■ **Prompt**
Give the number of lines in the records below that contain the string "lichen", with case counting. Reply with the number only.

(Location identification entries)

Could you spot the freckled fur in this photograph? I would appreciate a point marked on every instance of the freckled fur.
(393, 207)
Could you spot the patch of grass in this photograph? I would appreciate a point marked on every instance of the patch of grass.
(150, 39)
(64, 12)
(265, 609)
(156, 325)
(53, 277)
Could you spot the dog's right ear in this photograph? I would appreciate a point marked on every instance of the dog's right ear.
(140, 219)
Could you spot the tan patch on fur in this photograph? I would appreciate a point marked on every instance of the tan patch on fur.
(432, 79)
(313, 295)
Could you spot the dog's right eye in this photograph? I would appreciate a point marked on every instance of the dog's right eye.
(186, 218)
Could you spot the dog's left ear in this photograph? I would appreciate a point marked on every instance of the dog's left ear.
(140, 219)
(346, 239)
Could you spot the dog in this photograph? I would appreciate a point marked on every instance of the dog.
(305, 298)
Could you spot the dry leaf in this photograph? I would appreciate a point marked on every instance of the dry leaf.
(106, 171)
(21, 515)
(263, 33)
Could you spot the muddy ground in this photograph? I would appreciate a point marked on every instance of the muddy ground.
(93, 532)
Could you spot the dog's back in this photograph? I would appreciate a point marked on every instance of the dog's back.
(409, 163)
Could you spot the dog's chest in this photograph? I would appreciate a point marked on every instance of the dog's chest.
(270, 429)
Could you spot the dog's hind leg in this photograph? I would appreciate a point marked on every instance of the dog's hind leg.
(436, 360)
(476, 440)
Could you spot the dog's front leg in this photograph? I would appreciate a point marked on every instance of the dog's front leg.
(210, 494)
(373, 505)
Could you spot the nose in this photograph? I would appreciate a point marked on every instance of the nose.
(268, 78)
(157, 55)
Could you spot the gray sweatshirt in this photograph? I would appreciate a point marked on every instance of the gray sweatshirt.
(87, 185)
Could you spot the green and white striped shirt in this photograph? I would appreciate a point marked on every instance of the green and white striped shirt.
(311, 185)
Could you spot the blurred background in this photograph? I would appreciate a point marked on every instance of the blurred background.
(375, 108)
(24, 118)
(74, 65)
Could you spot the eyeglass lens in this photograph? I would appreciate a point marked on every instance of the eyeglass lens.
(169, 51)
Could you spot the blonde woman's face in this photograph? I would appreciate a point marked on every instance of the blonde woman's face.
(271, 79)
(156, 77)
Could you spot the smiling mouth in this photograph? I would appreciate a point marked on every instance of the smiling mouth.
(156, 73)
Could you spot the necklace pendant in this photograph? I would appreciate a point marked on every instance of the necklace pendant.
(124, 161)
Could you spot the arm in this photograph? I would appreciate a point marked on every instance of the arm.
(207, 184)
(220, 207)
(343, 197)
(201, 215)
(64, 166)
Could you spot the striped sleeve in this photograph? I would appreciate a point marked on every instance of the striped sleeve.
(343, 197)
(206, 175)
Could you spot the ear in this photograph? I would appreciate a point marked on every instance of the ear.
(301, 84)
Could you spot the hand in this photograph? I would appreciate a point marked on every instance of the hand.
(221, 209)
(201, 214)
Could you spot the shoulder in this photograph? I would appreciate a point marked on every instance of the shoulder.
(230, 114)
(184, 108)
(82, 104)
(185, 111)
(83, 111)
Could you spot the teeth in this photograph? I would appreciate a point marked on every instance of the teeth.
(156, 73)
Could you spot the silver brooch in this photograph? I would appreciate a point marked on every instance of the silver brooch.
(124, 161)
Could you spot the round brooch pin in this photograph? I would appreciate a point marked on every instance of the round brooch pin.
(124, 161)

--

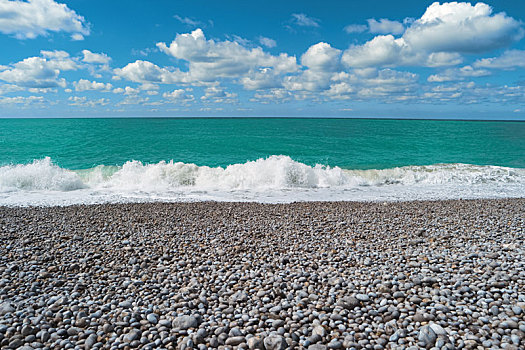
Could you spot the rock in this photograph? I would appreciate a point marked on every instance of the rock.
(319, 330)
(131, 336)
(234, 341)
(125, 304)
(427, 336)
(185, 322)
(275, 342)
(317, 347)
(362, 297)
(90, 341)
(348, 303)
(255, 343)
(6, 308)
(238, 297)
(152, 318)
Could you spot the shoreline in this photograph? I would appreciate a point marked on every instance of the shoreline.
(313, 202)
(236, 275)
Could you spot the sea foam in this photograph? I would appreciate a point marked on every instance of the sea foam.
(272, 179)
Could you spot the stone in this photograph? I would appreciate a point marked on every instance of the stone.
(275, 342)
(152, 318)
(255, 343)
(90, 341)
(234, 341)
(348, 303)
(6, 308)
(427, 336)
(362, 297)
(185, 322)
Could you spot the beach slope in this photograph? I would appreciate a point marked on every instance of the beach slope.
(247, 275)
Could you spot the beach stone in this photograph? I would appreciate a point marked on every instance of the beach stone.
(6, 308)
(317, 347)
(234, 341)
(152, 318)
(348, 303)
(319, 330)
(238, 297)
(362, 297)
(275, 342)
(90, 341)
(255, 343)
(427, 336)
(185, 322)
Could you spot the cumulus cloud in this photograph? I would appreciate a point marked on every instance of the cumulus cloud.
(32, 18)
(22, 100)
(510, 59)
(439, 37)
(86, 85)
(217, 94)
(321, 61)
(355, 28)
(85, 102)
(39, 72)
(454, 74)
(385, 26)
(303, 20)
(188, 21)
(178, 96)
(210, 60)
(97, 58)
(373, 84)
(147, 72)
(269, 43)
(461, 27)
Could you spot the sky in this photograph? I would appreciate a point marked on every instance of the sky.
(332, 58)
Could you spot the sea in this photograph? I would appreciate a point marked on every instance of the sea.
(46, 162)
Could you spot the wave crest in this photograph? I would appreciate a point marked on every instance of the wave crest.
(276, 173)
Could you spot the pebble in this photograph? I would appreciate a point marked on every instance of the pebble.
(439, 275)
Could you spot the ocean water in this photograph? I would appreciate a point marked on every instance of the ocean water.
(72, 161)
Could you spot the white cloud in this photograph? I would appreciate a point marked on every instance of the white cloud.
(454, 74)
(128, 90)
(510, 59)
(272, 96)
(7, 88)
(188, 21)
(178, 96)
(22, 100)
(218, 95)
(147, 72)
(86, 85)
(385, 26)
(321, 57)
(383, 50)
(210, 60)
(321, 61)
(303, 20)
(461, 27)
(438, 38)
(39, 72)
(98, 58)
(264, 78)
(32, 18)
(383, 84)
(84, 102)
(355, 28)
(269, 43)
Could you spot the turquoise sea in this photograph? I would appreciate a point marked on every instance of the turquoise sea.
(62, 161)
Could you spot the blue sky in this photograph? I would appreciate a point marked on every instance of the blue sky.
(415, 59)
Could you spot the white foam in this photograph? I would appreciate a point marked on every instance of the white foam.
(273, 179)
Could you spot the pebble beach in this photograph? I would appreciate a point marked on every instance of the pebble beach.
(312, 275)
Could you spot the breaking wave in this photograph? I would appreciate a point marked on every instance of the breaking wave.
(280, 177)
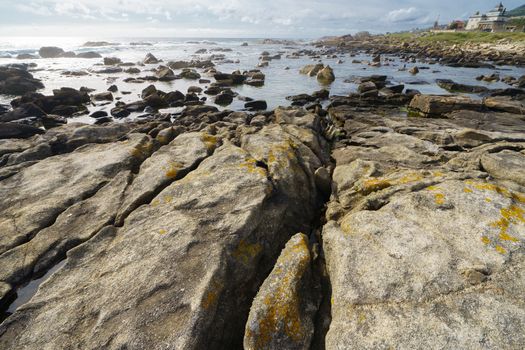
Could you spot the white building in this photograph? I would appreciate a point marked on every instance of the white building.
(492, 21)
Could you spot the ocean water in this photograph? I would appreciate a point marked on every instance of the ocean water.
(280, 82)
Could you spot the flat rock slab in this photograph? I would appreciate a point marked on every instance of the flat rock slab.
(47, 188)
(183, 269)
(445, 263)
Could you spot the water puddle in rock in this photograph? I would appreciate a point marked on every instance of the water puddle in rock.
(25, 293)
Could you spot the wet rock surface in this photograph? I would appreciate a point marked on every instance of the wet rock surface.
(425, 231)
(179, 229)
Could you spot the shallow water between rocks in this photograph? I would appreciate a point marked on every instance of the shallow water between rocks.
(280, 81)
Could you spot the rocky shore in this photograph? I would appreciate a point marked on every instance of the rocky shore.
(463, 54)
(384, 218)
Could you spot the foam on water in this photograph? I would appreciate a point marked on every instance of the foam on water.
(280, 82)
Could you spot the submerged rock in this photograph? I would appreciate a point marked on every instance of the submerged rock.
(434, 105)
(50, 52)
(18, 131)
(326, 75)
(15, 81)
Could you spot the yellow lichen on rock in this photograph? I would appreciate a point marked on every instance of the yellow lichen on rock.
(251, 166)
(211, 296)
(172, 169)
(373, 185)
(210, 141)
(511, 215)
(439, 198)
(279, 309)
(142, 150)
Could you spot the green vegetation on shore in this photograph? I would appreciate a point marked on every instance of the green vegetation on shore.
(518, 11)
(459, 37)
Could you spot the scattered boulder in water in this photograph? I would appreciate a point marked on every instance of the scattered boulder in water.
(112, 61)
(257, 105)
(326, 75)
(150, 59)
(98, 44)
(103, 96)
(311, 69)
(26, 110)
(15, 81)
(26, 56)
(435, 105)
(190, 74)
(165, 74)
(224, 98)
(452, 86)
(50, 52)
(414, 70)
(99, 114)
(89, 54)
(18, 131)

--

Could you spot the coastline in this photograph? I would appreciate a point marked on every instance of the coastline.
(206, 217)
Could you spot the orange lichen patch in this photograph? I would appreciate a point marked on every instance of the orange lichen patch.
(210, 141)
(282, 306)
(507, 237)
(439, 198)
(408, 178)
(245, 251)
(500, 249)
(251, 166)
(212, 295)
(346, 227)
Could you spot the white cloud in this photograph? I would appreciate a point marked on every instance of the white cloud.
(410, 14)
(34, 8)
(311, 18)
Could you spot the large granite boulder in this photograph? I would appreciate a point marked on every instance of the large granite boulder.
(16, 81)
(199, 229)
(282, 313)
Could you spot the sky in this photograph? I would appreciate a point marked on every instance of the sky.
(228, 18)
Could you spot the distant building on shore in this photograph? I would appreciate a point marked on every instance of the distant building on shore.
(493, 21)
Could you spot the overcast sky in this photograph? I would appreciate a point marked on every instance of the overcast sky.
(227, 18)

■ **The result**
2